--- begin SOURCE ---
A Weekend in Edinburgh and a stay at Fountain Court Apartments
Anyone who has visited Edinburgh will be well aware that it is one of the most beautiful cities in the world. Chances are you’ll find yourself falling under its spell without even knowing it. That moment when you realise that you’ve spent half a day stalking Edinburgh Castle, trying obsessively to find ever-better angles to photograph Castlehill. That break in the buildings when Arthur’s Seat creeps through and stops you dead in your tracks. Or when the last of the day’s light glows red from the Firth of Forth to the city’s north. They all add up to the thunderbolt – Michael Corleone style. There’s a long list of things to love about our capital.
The Must Sees along the Royal Mile
The king of the castles. Historians could spend half a day scouring the nooks and crannies of this colossus atop Castlehill. Built on volcanic rock, few cities can lay claim to a more awesome backdrop. Having been everything from a royal residence to a fearsome prison for Scotland’s enemies, the castle has been the centrepiece of the city since the 12th Century.
--- end SOURCE ---
### WORK TO DO
1 > Answer these questions from the Edinburgh travel piece:
(a) What does the last of the day's light glow red from?
(b) What is the castle built on?
(c) Since which century has the castle been the centerpiece of the city?
2 > Transcribe the Edinburgh travel piece word for word, starting with "A Weekend in" and going on through "about our capital.".
3 > Pick up the Edinburgh travel piece after its final sentence and keep writing it.
--- begin DATA EXCERPTS ---
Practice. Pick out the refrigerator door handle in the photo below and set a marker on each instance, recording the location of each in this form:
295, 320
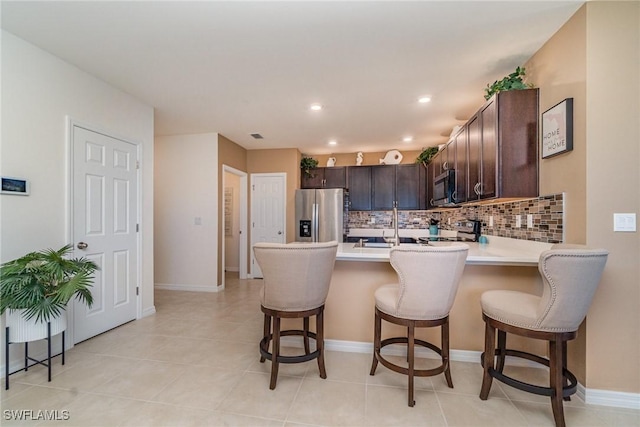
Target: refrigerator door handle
314, 222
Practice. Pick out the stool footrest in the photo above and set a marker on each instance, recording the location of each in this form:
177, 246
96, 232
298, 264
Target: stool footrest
567, 390
264, 347
402, 370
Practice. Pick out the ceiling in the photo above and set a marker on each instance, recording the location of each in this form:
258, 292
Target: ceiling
238, 67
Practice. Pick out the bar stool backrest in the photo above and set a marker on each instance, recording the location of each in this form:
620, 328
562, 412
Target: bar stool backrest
429, 278
296, 275
570, 274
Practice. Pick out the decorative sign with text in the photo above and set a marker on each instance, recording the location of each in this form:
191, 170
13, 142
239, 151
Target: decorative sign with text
557, 129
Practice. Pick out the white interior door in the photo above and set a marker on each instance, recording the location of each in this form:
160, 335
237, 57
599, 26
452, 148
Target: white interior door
104, 208
268, 212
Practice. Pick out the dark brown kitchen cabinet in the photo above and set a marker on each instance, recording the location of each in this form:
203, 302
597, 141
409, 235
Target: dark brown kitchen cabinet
459, 146
383, 187
503, 143
359, 184
330, 177
495, 154
411, 186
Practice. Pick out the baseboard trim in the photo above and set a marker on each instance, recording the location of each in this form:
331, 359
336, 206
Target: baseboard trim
589, 396
188, 288
617, 399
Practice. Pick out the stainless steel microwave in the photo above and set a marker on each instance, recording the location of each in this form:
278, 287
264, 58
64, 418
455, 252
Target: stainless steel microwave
444, 187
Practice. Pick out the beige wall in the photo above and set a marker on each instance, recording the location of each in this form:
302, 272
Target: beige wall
280, 161
613, 185
39, 93
233, 155
232, 241
186, 188
373, 158
594, 59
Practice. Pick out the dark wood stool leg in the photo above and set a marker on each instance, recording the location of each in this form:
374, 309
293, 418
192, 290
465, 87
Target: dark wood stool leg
444, 331
275, 352
377, 332
411, 357
320, 343
489, 350
266, 331
502, 350
305, 334
565, 366
556, 381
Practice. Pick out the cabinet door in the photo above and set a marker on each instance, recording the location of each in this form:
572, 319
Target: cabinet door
460, 144
312, 180
489, 151
473, 161
431, 174
359, 181
408, 186
383, 179
335, 177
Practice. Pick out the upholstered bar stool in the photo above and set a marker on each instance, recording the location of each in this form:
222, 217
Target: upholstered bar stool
570, 274
428, 282
296, 284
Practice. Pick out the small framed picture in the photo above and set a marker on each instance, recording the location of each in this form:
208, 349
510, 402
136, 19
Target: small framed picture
15, 186
557, 129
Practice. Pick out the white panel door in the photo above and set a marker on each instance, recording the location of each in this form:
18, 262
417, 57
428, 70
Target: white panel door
104, 205
267, 212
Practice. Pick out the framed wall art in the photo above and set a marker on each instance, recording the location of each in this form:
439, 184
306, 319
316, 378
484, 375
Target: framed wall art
557, 129
15, 186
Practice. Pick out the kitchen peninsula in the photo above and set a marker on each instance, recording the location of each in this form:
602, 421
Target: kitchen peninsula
502, 264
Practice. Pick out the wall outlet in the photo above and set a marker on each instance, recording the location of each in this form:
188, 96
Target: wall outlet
624, 222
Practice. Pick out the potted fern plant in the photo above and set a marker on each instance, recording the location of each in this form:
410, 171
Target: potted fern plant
36, 288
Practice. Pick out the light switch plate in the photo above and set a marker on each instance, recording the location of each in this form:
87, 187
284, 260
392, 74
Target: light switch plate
624, 222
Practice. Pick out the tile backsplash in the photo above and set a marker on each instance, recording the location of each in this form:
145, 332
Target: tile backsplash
547, 214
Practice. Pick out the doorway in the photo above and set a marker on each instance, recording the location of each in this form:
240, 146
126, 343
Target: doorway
104, 202
234, 239
268, 211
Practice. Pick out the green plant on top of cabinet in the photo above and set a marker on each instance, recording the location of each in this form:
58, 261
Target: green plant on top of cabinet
329, 177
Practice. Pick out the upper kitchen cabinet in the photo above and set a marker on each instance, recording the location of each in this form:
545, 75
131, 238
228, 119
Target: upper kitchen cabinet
401, 185
359, 184
503, 147
329, 177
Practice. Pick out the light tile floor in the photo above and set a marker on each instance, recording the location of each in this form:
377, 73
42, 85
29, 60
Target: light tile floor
196, 363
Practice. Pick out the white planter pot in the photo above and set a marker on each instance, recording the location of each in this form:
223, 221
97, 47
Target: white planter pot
21, 330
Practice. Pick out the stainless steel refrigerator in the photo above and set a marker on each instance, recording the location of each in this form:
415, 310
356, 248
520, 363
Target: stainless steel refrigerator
320, 215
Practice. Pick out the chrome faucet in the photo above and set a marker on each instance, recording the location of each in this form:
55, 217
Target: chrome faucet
395, 240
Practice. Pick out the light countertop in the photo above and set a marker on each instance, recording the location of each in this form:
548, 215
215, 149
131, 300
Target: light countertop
499, 251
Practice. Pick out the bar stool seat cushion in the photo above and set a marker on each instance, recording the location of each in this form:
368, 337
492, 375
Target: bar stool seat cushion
511, 307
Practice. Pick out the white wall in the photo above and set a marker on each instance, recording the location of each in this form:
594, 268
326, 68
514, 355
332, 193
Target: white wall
39, 92
186, 189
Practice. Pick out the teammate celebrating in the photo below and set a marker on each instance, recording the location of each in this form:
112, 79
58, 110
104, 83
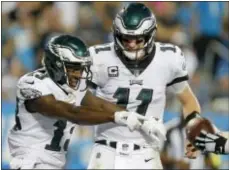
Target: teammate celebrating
48, 103
214, 143
134, 72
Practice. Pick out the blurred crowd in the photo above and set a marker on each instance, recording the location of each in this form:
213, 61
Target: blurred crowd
201, 29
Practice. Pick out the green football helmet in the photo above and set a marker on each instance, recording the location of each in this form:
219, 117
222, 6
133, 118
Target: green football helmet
135, 21
67, 52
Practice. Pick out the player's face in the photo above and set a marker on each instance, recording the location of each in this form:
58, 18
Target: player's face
73, 76
133, 44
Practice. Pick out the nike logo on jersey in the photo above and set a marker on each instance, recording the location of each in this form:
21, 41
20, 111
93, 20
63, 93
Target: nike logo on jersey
139, 82
113, 71
147, 160
30, 82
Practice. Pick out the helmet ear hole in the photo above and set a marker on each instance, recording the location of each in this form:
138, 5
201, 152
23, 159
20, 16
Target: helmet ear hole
135, 20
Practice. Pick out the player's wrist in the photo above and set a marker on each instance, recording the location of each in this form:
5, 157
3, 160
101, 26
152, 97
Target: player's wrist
191, 116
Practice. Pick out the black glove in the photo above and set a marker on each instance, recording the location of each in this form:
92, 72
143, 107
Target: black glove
208, 142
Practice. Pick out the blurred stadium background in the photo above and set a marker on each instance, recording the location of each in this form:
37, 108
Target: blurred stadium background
200, 28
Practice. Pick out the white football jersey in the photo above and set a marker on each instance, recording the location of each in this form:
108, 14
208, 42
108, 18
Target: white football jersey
35, 130
141, 91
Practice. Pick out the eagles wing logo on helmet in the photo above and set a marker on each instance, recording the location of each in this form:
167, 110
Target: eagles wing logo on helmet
136, 20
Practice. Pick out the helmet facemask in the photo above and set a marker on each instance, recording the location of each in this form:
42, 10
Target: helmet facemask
143, 44
67, 64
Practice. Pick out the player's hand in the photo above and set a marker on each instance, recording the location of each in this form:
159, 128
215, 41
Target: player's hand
191, 151
131, 119
208, 142
155, 130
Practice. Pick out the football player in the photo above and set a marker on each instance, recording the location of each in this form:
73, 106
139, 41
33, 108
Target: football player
134, 72
213, 143
50, 100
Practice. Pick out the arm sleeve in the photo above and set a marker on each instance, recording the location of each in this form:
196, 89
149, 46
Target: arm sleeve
98, 69
30, 88
227, 147
179, 73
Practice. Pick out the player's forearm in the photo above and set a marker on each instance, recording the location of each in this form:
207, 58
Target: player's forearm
189, 102
93, 101
190, 106
227, 147
89, 116
85, 115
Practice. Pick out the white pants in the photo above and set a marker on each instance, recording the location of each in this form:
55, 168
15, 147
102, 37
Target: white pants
37, 159
106, 157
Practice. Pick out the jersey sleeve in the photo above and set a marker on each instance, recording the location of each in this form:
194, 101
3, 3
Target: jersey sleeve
--- end DATA EXCERPTS ---
### RESPONSES PER TASK
1 >
(a) The Firth of Forth
(b) Volcanic rock
(c) The 12th Century

2 >
A Weekend in Edinburgh and a stay at Fountain Court Apartments
Anyone who has visited Edinburgh will be well aware that it is one of the most beautiful cities in the world. Chances are you’ll find yourself falling under its spell without even knowing it. That moment when you realise that you’ve spent half a day stalking Edinburgh Castle, trying obsessively to find ever-better angles to photograph Castlehill. That break in the buildings when Arthur’s Seat creeps through and stops you dead in your tracks. Or when the last of the day’s light glows red from the Firth of Forth to the city’s north. They all add up to the thunderbolt – Michael Corleone style. There’s a long list of things to love about our capital.

3 >
Within the massive complex you can find the National War Museum, a journey through Scotland’s turbulent military history. You can learn about the Lang Siege of the castle from 1571-3 when the castle governor held the fortress in the name of the ill-fated Mary Queen of Scots. And, of course, you can meet the brutiest of brutes, Mons Meg the medieval cannon.
St Giles Cathedral
You’ll be on the Royal Mile several times during any visit to Edinburgh and of all the attractions furiously working to grab your attention, St Giles is as strong a force as any of them. The enchantingly powerful Gothic relic seen today dates back largely to the 15th Century. It is worth seeing both during the day and after dark when it takes on more sinister mood. Get an icy winter’s night and take a wander around the spooky perimeter and you’ll appreciate this side to Edinburgh’s reputation. It’s the starting point for several of the city’s ghost tours….and with good reason.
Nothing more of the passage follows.